Argentina’s New Cycle

Lucas Villasenin
Nicolas Allen

Argentina's recent legislative elections fortified an insurgent right eager to conquer the political landscape.

Mauricio Macri in 2011. Mauricio Macri / Flickr

On October 22, Argentina’s four major political forces competed in legislative elections. The race went largely as predicted, mirroring long-term trends for the nation’s principal political parties.

For President Macri’s Cambiemos, the election was occasion for the center-right party to take another victory lap, having already won handily in the recent August primaries. In fact, since its upset victory against the incumbent centrist candidate Daniel Scioli in the 2015 presidential race, Cambiemos has only grown stronger: the party that began by capitalizing on growing anti-Kirchner sentiment has evolved over the last two years — with great success — into a civilizational crusade against “populism.”

With an inner circle made up of CEOs and free-market zealots, the party is still an anomaly on the left-leaning Argentine political landscape. Its potential lies in capitalizing on that landscape’s institutional fragmentation. As old alliances crumble, Cambiemos can assimilate their orphaned parts to its ambitious new project. Having already absorbed Argentina’s oldest existing party — the centrist Unión Cívica Radical — Cambiemos threatens to do the same with its most historically significant: the Partido Justicialista (PJ).

**GIVEN INFORMATION**.
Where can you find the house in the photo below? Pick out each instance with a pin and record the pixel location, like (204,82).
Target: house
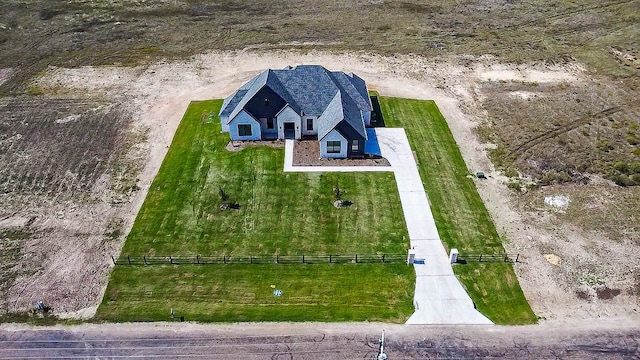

**WHAT TO DO**.
[1] Answer these from the article on Argentina's legislative elections:
(a) On what date did the legislative elections take place?
(b) Who was Cambiemos's opponent in the 2015 presidential race?
(c) Which party does the article say Cambiemos has already absorbed?
[2] Proceed with the article on Argentina's legislative elections, carrying it on from its final sentence.

**RESPONSES PER TASK**.
[1]
(a) October 22.
(b) Daniel Scioli, the incumbent centrist candidate.
(c) The Unión Cívica Radical, Argentina's oldest existing party.

[2]
As the party of former president Juan Domingo Perón, the PJ and by extension Peronism was once described by Eric Hobsbawm as “a popular movement that organized workers better than the socialists and communists, hence its longevity.” Once Argentina’s dominant political force that pulled support both from the Right and the Left, the PJ today is a mere institutional power-broker. As the old party fragments, Cambiemos stands ready to pick up the pieces. The conservative wing of the PJ in particular is susceptible to cooptation from Cambiemos, although larger swathes of the party may be forced to the negotiating table if they find themselves in the no-man’s land between Cambiemos and Cristina Fernandez de Kirchner’s “hard opposition.”

Cristina, or “CFK,” is the undisputed opposition candidate. After her husband Nestor left the presidency in 2007, Christina ran for the seat and won; their combined twelve years of governance under the banner of the Partido Justicialista came to be known as Kirchnerismo, the modern heir to Peronism. This year, however, Christina broke ranks, establishing her own electoral vehicle, Unidad Ciudana, in order to run for senator in the Buenos Aires province. According to CFK, the decision to opt out of the PJ primary race and run unopposed on her own ticket was meant to preserve unity in the opposition camp. Whatever her intent may have been, the effect has been to contribute to a growing polarization that splinters, rather than unites, the opposition. This plays right into Cambiemos’s hands. In the long term, CFK’s move may in fact allow for a left realignment of Kirchnerismo; but in the short-term it means that CFK has abandoned the strategic alliances — many of them conservative — that allowed her and her husband, Néstor Kirchner, to govern over the last twelve years.

The Trotskyist Frente de la Izquierda (FIT) coalition did manage to grow its overall vote count, though this may reflect  its prioritization of electoralism over a broader set of tactics aimed at building a mass opposition to Macri’s neoliberalism. What the current scenario calls for is a new popular majority capable of turning the tide on the reactionary offensive. As it stands, the landscape is bleak: Macri’s administration is an eager pupil of Brazil’s Michel Temer and the more neoliberal currents of neighboring Chile. As the Left shifts and regroups, it’s the Right that is in position for a sustained offensive across the continent.

Below, a report on October’s legislative elections and their impact on Argentina’s broader political landscape, translated exclusively for Jacobin.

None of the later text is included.